=== TEXTE DU DOCUMENT ===

Moi, au début, j’avais refusé de peur d’un spectacle sanglant, mais j’ai changé d’avis parce que le spectacle n’est pas du tout sanglant, ils ne tuent pas le taureau, vous savez, mon cher Pessoa. Le torero fait un geste symbolique du bras après avoir enivré l’animal avec sa danse et, à ce moment-là, un troupeau de vaches entre dans l’arène, le taureau les rejoint et puis s’en va. Mais vous devriez voir l’élégance des cavaliers vêtus de costumes du XVIIIe siècle, les harnais des chevaux et leur manège autour du taureau, en somme, ce fut un spectacle inoubliable (notre traduction de Os Últimos Três Dias de Fernando Pessoa – um Delírio, p. 53).
Plus bas, au fond de la vallée, le Douro brillait sous le soleil oblique qui émergeait entre les collines. Les voiles de deux ou trois chalands qui venaient de l’intérieur du pays et se dirigeaient vers la ville étaient gonflées, mais ils semblaient immobiles à la surface du fleuve. Ils transportaient des tonneaux de vin vers les caves de la ville (…). (notre traduction de A Cabeça Perdida de Damasceno Monteiro, pp. 21 et 22).
Il avait le guide sur lui. Il décida de partir à la découverte de la ville, des marchés par exemple, des quartiers populaires qu’il ne connaissait pas. En descendant les ruelles escarpées du centre historique, il découvrit une animation à laquelle il ne s’attendait pas. En effet, Porto conservait certaines traditions que Lisbonne avait déjà perdues, par exemple des poissonnières vêtues de noir portant leur panier sur la tête et puis les boniments des marchands ambulants qui lui rappelèrent son enfance : les flûtes des rémouleurs, les cornets grinçants des vendeurs de fruits. Il traversa la Praça da Alegria [Place de la Joie] qui était aussi joyeuse que l’indiquait son nom. [Notre traduction de idem, p.98).

===

→ PROBLÈME POSÉ A:
Convertissez en tableau Markdown les lignes des entrées, de la ligne contenant "of the metal" jusqu'à la ligne contenant "point(249, 165)" incluse, en omettant les lignes vides. Utilisez une colonne N° pour le numéro de rang et une colonne Valeur pour la ligne.

=== DONNÉES DE LA TÂCHE ===

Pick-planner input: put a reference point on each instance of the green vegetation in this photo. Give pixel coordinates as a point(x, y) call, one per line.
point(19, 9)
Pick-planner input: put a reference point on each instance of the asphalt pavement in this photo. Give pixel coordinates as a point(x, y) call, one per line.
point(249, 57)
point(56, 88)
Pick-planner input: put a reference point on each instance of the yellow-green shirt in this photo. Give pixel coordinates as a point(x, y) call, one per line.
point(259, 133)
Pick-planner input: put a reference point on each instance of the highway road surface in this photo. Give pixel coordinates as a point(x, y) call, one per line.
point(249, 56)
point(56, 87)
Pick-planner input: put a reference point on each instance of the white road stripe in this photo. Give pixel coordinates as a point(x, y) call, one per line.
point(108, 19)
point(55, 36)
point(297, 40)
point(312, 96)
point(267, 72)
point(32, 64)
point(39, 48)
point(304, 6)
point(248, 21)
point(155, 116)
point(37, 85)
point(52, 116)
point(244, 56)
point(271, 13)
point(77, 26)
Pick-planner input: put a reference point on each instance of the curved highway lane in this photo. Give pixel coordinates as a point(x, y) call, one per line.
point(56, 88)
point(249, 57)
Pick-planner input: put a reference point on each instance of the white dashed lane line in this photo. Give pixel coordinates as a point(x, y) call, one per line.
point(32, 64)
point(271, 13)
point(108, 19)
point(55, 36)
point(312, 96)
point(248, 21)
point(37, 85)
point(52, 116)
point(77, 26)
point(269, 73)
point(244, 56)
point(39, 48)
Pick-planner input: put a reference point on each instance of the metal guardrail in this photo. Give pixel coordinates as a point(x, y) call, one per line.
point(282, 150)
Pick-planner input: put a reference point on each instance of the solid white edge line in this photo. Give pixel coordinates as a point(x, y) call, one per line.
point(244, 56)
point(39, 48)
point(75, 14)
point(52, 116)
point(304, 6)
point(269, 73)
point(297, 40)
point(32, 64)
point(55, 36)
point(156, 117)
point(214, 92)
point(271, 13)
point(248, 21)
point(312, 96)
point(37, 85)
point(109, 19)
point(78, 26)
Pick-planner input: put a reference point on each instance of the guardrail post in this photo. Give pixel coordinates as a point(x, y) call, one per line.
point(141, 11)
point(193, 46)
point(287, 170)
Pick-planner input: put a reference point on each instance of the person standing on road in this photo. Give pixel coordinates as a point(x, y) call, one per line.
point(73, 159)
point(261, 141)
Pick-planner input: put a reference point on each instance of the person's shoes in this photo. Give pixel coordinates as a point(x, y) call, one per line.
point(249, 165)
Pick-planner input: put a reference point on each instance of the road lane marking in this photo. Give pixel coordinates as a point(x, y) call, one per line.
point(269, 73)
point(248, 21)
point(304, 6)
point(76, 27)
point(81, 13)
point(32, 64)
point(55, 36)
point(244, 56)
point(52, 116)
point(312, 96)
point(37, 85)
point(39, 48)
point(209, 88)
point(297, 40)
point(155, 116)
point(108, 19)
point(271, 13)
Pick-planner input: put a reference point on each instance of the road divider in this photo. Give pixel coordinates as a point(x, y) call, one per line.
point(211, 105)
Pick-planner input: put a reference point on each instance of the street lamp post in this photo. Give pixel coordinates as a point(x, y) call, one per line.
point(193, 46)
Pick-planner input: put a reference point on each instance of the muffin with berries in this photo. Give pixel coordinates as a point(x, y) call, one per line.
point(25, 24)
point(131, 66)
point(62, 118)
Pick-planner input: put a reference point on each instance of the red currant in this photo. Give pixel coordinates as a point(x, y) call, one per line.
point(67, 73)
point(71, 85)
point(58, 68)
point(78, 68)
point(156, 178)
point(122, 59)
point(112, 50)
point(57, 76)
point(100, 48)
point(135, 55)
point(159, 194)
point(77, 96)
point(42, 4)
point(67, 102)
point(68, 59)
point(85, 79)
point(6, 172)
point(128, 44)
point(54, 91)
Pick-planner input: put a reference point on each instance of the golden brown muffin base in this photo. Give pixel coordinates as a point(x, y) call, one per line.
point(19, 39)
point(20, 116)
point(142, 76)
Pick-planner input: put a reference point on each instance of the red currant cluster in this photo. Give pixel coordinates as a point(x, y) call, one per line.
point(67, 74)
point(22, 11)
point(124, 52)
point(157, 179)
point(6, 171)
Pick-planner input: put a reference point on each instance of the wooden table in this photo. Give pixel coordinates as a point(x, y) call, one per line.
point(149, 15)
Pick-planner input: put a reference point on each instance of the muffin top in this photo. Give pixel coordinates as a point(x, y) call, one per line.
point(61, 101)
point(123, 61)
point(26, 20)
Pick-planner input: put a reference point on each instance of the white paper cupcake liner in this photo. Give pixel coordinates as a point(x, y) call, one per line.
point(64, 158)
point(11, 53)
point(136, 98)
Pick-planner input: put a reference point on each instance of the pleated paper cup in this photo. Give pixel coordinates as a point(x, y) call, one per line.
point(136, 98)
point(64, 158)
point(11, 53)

===

→ PROBLÈME POSÉ B:
Traduisez en anglais cette phrase du texte du document : « Plus bas, au fond de la vallée, le Douro brillait sous le soleil oblique qui émergeait entre les collines. »

→ RÉPONSE COMPLÈTE A:
| N° | Valeur |
|---|---|
| 1 | Pick-planner input: put a reference point on each instance of the metal guardrail in this photo. Give pixel coordinates as a point(x, y) call, one per line. |
| 2 | point(282, 150) |
| 3 | Pick-planner input: put a reference point on each instance of the solid white edge line in this photo. Give pixel coordinates as a point(x, y) call, one per line. |
| 4 | point(244, 56) |
| 5 | point(39, 48) |
| 6 | point(75, 14) |
| 7 | point(52, 116) |
| 8 | point(304, 6) |
| 9 | point(269, 73) |
| 10 | point(297, 40) |
| 11 | point(32, 64) |
| 12 | point(55, 36) |
| 13 | point(156, 117) |
| 14 | point(214, 92) |
| 15 | point(271, 13) |
| 16 | point(248, 21) |
| 17 | point(312, 96) |
| 18 | point(37, 85) |
| 19 | point(109, 19) |
| 20 | point(78, 26) |
| 21 | Pick-planner input: put a reference point on each instance of the guardrail post in this photo. Give pixel coordinates as a point(x, y) call, one per line. |
| 22 | point(141, 11) |
| 23 | point(193, 46) |
| 24 | point(287, 170) |
| 25 | Pick-planner input: put a reference point on each instance of the person standing on road in this photo. Give pixel coordinates as a point(x, y) call, one per line. |
| 26 | point(73, 159) |
| 27 | point(261, 141) |
| 28 | Pick-planner input: put a reference point on each instance of the person's shoes in this photo. Give pixel coordinates as a point(x, y) call, one per line. |
| 29 | point(249, 165) |

→ RÉPONSE COMPLÈTE B:
Further down, at the bottom of the valley, the Douro was shining under the slanting sun that was emerging between the hills.